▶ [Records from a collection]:
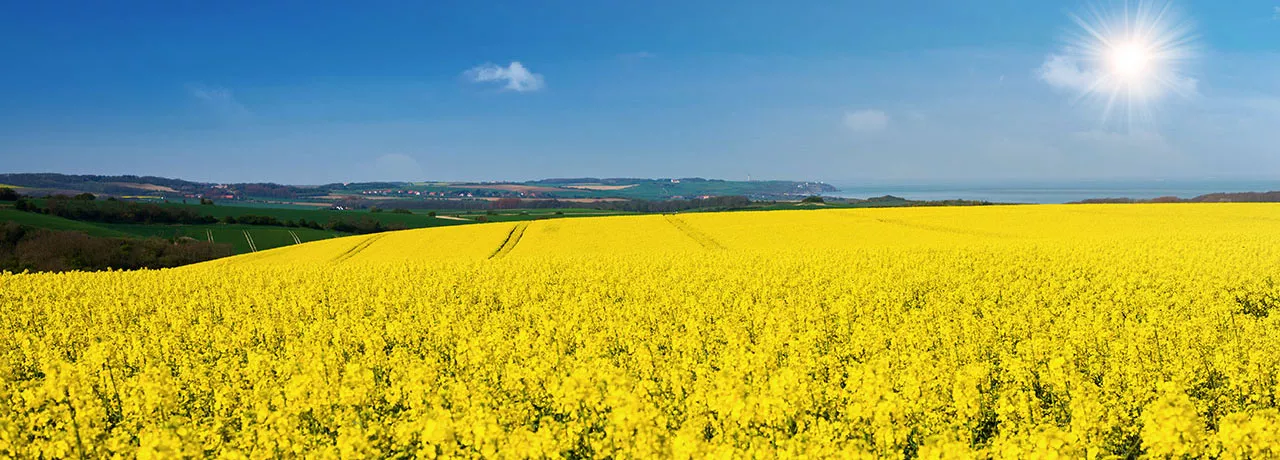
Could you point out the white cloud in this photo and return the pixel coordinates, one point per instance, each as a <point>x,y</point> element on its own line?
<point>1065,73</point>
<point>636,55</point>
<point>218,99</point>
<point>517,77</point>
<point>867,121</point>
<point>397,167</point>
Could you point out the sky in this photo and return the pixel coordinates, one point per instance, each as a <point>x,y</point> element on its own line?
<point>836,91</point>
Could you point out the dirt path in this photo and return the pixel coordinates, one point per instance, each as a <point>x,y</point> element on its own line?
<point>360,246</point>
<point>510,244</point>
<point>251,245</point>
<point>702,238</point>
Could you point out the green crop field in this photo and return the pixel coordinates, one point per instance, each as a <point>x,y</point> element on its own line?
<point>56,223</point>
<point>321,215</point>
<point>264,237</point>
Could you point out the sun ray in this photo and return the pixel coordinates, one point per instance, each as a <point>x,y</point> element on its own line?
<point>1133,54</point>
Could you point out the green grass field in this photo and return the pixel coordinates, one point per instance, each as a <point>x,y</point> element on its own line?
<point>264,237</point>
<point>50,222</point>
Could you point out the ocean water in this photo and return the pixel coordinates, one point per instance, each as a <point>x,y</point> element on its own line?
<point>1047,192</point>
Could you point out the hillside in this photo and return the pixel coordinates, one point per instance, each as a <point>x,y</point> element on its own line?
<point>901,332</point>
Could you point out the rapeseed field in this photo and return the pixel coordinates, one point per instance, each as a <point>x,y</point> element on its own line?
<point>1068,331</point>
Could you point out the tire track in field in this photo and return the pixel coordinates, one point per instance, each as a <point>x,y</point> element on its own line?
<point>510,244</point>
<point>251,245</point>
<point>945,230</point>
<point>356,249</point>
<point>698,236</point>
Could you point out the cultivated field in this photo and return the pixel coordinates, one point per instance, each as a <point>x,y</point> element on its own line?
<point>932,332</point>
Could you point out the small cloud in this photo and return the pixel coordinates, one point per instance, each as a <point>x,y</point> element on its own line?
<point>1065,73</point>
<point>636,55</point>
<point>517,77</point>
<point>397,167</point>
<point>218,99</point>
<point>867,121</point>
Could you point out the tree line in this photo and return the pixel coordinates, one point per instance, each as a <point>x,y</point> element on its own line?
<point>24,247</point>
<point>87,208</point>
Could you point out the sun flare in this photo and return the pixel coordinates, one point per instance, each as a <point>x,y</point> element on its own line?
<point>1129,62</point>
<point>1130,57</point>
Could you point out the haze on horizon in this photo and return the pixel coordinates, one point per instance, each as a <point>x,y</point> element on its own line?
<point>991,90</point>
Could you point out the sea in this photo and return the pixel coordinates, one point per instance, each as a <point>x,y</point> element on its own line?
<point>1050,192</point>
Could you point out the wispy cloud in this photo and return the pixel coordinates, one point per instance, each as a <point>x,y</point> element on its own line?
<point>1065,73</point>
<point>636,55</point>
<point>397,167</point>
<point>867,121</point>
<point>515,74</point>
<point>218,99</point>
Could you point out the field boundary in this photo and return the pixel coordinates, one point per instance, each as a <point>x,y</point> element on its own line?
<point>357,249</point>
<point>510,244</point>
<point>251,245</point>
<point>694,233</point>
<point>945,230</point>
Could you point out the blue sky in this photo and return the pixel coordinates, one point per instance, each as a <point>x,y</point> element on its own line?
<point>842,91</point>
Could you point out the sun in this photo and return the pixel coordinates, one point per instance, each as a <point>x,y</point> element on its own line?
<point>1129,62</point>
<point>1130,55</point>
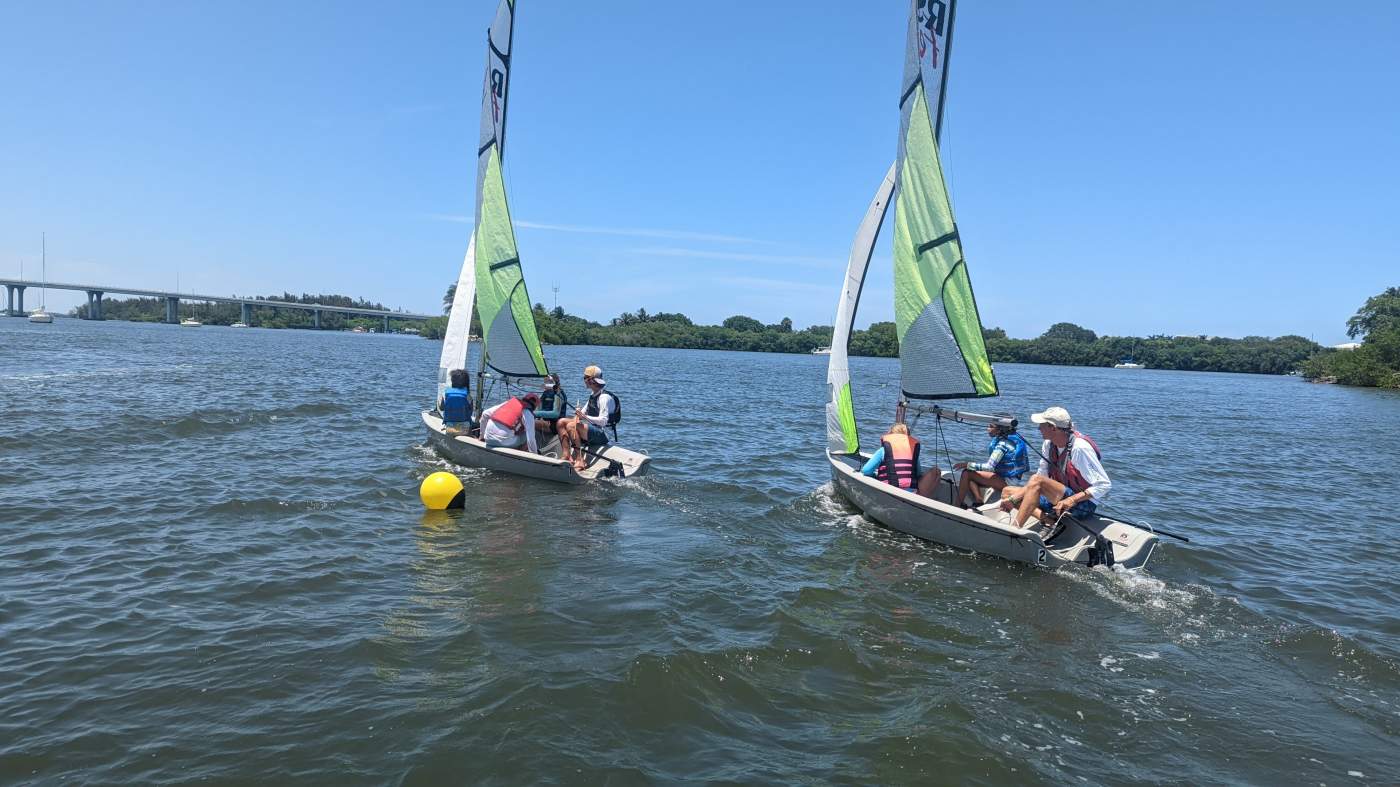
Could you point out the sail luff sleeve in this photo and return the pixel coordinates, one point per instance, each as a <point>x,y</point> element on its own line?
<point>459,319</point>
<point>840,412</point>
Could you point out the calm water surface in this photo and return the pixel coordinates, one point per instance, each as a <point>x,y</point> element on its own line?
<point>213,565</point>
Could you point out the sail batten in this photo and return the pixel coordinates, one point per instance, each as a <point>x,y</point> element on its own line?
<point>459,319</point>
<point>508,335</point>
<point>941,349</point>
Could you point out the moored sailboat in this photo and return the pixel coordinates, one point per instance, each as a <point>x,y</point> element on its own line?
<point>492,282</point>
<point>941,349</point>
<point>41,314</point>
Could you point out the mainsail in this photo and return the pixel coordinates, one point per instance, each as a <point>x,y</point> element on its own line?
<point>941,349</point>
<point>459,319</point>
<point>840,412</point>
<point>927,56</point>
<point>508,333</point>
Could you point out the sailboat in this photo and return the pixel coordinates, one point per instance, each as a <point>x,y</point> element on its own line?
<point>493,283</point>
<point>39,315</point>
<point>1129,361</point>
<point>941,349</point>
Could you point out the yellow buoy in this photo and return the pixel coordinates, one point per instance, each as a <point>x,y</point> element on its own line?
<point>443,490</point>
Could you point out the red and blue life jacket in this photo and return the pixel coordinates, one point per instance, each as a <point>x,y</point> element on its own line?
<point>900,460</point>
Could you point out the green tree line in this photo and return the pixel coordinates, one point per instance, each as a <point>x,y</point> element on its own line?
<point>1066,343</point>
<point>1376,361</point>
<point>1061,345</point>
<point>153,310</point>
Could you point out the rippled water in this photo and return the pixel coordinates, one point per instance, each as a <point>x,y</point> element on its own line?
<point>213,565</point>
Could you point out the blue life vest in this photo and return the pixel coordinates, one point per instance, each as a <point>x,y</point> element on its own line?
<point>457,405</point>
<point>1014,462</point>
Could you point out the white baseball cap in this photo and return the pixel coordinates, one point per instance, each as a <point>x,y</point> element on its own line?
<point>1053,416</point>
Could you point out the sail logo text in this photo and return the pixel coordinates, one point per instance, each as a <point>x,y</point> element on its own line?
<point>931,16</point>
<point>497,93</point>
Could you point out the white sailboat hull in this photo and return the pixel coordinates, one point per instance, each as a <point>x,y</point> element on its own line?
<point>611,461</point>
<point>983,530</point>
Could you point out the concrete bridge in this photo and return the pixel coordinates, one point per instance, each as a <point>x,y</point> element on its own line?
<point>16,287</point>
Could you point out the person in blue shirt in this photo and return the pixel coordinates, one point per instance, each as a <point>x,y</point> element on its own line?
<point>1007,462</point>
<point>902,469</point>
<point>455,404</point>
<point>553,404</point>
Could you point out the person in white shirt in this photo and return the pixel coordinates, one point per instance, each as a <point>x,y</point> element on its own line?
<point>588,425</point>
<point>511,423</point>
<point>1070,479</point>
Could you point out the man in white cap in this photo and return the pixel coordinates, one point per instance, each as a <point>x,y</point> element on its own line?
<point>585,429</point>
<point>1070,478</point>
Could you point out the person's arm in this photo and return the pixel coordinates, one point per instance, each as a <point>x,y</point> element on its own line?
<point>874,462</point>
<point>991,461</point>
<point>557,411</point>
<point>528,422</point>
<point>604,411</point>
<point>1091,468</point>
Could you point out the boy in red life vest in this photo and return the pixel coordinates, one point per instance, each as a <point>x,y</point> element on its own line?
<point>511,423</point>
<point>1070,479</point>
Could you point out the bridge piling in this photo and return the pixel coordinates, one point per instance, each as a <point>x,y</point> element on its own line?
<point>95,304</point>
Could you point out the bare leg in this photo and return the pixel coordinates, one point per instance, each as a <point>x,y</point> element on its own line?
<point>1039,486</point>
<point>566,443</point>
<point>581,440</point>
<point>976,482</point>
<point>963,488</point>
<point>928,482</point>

* * *

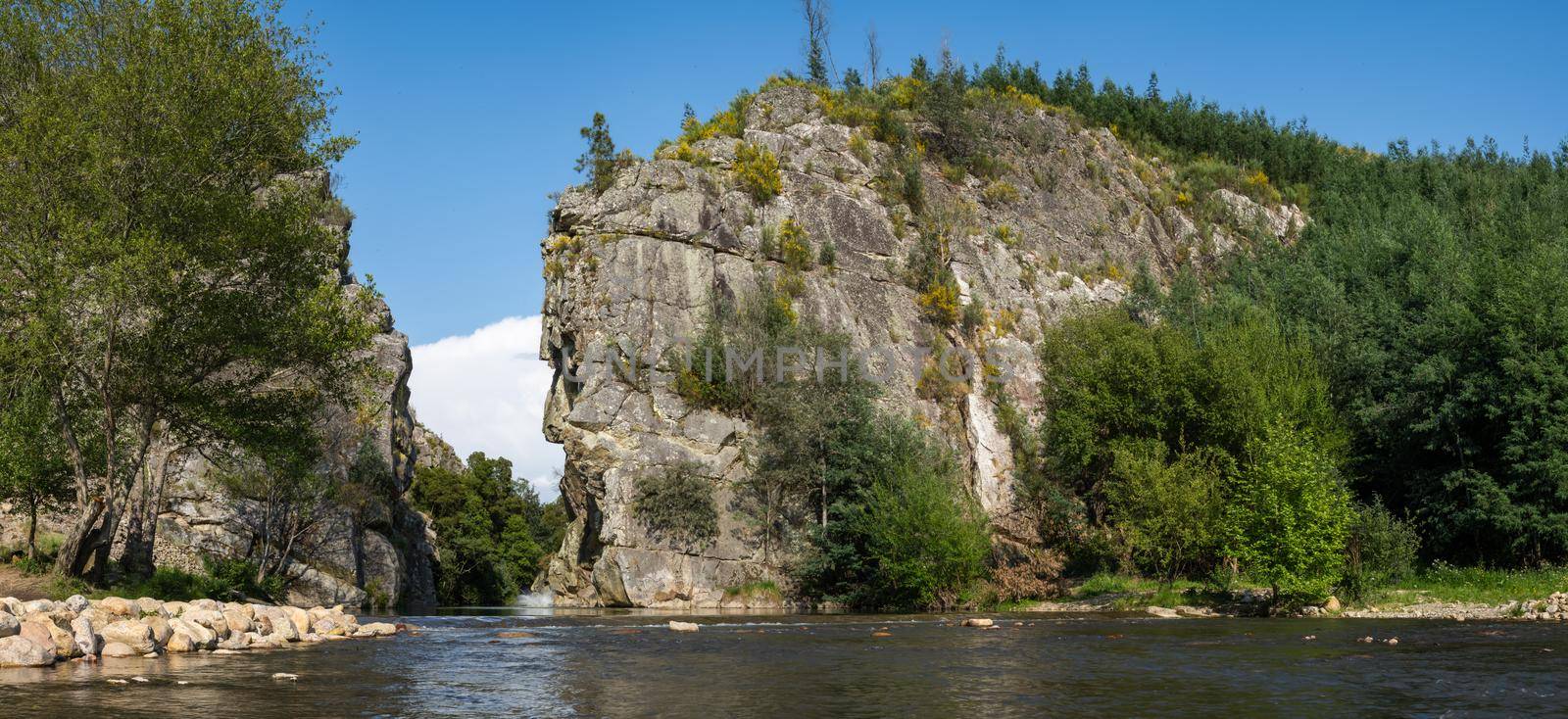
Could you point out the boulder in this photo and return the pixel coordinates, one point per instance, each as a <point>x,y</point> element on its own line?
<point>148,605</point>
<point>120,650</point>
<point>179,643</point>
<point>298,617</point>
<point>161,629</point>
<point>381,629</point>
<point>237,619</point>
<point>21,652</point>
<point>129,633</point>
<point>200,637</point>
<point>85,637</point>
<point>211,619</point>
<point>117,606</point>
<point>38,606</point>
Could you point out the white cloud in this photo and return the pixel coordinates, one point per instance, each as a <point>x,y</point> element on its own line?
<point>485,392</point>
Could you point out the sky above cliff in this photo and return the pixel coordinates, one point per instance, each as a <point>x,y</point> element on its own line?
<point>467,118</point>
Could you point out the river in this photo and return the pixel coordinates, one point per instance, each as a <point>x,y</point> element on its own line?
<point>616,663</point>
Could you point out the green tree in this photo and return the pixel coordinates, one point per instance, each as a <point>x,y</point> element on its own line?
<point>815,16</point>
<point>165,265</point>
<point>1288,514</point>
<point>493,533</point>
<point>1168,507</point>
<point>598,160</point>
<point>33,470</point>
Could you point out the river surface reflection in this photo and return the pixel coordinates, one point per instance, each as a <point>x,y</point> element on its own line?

▶ [Your instructions]:
Print everything from the line that contains "Could you point out the rapeseed" down to the line that contains "<point>698,236</point>", both included, reproducing those lines exactly.

▶ [Correct output]:
Could you point out the rapeseed field in this photo and return the pixel coordinates, one point per instance, each as a <point>x,y</point> element on its own line?
<point>1068,331</point>
Could you point out the tire track in field in this photo and return the pixel coordinates, one point per instance, each as a <point>x,y</point> element on its own line?
<point>510,244</point>
<point>251,245</point>
<point>945,230</point>
<point>356,249</point>
<point>698,236</point>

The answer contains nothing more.